Reformat all of the data below as a Markdown table with two columns, Number and Text, giving each non-blank line its own row in order.

MATERIAL TO PROCESS
========================================

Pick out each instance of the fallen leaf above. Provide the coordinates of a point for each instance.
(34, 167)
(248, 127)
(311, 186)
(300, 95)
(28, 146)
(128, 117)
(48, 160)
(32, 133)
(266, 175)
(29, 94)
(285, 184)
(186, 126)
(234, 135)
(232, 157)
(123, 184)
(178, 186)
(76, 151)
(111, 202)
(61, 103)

========================================

SOLUTION TO THIS EXERCISE
| Number | Text |
|---|---|
| 1 | Pick out each instance of the fallen leaf above. Provide the coordinates of a point for each instance. |
| 2 | (34, 167) |
| 3 | (248, 127) |
| 4 | (311, 186) |
| 5 | (300, 95) |
| 6 | (28, 146) |
| 7 | (128, 117) |
| 8 | (48, 160) |
| 9 | (32, 133) |
| 10 | (266, 175) |
| 11 | (29, 94) |
| 12 | (285, 184) |
| 13 | (186, 126) |
| 14 | (234, 135) |
| 15 | (232, 157) |
| 16 | (123, 184) |
| 17 | (178, 186) |
| 18 | (76, 151) |
| 19 | (111, 202) |
| 20 | (61, 103) |